* Exercise requirements
Write the next part of the article about a day in the life of a D1 esports athlete, picking up right after its last sentence.

* Source extract
A day in the life of a D1 esports athlete
Last fall, Cleveland State University rolled out a varsity esports team. It's part of the athletic department and is thriving. But many students don’t know we have a team, let alone why a group of chair-bound students sitting in front of computers count as student-athletes.
I was part of the inaugural CSU esports team in its first semester in fall 2019. I played Overwatch. Currently I'm in my senior year and I only have three classes remaining, so I don’t meet the full-time requirement to be apart of the active roster for the team. But I still take part in many of its activities, and I'm the team broadcaster for Overwatch games on Thursdays, live from the Vikings twitch page at csuvikes_gg.
I'm not going to plug the team – their stats are here and I'd encourage you to watch them on Twitch whenever you can – but what I do want to do is give you an inside look at what a day in the life of an esports athlete looks like.
10 a.m. – wake up.
Even if you don’t play video games you might be aware of the stereotype that gamers are awake in the early hours of the morning, exercising their thumbs on a gaming console. This stereotype holds true for me, however I always make sure to get my eight hours of sleep.
Having a healthy sleep schedule is something that was heavily impressed on us during esports training. During my time active on the team, we had several meetings with doctors from the Cleveland Clinic, who are at the forefront of esports medicine. They taught us everything from warm-up stretches designed for gamers to techniques to prevent eye strain while gaming.

[Collected data]
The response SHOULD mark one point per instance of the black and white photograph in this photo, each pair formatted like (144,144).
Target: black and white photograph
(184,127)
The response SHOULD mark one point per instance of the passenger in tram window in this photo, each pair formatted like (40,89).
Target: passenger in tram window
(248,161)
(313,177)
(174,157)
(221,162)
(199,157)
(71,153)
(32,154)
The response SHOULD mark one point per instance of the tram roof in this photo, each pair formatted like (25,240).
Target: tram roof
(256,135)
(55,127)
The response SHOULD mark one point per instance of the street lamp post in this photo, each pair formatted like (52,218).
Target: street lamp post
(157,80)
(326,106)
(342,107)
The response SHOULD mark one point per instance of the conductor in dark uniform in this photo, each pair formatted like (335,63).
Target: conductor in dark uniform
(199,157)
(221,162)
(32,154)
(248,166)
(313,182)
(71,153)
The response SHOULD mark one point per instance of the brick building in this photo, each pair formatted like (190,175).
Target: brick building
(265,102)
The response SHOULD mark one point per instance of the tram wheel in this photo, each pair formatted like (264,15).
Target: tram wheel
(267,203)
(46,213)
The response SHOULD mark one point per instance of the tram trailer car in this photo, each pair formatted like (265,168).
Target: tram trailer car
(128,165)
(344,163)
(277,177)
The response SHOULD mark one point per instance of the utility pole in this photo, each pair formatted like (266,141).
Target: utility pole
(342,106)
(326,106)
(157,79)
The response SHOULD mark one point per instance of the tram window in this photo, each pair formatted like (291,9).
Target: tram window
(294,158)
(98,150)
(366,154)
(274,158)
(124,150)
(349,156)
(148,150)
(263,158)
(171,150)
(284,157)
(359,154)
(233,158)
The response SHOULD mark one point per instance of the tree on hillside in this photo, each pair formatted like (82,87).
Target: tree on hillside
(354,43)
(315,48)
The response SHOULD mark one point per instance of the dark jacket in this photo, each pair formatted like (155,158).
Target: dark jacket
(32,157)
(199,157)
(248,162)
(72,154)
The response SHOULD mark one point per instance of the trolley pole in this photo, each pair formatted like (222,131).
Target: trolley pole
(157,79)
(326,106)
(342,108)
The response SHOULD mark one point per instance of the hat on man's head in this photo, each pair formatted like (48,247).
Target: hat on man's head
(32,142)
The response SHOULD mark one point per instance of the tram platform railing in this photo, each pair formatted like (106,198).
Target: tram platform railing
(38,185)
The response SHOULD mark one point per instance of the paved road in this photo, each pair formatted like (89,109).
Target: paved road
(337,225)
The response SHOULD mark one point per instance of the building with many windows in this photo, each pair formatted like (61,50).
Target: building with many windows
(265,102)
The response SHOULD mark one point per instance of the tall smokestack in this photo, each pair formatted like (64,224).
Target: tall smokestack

* Task output
12:30 p.m. – on campus for class or workouts
As a member of the team we had to maintain a 3.0 GPA, just like the other athletes on campus, and take a full-time class schedule.
As part of the athletic department the esports team has access to athletic academic advisers to help build our classes around our sports schedule. Freshman and anyone pulling less than a 3.0 were required to log a few hours extra a week in the study hall.
Part of the term "student-athlete" meant every Tuesday and Thursday from 12:30-1:30 p.m. we had mandatory workouts with a trainer on campus. And to think, some people have the nerve to say esports athletes aren’t real athletes!
4 p.m. – arrive at the Lair for practice or matches
The esports team practices and plays at the same facility that the Cleveland Cavaliers' NBA 2k team uses. It's called Cavs Legion Lair, and it's a state of the art facility in Cleveland's Battery Park neighborhood, just outside downtown. We would practice at the lair for two hours every day, excluding the day after a game day.
On practice days we would spend some time looking over our previous match to identify mistakes and areas we could improve, then spend the rest of the time practicing by playing one another.
On match days we have a stricter schedule of warming up and focusing on the game ahead of us.
Being at the lair with the team was my favorite part. I played soccer and ran track in high school, so I was no stranger to being a part of a team. But there was something special about being on the ground floor for esports at Cleveland State and setting the standard for every student who comes through the program after me.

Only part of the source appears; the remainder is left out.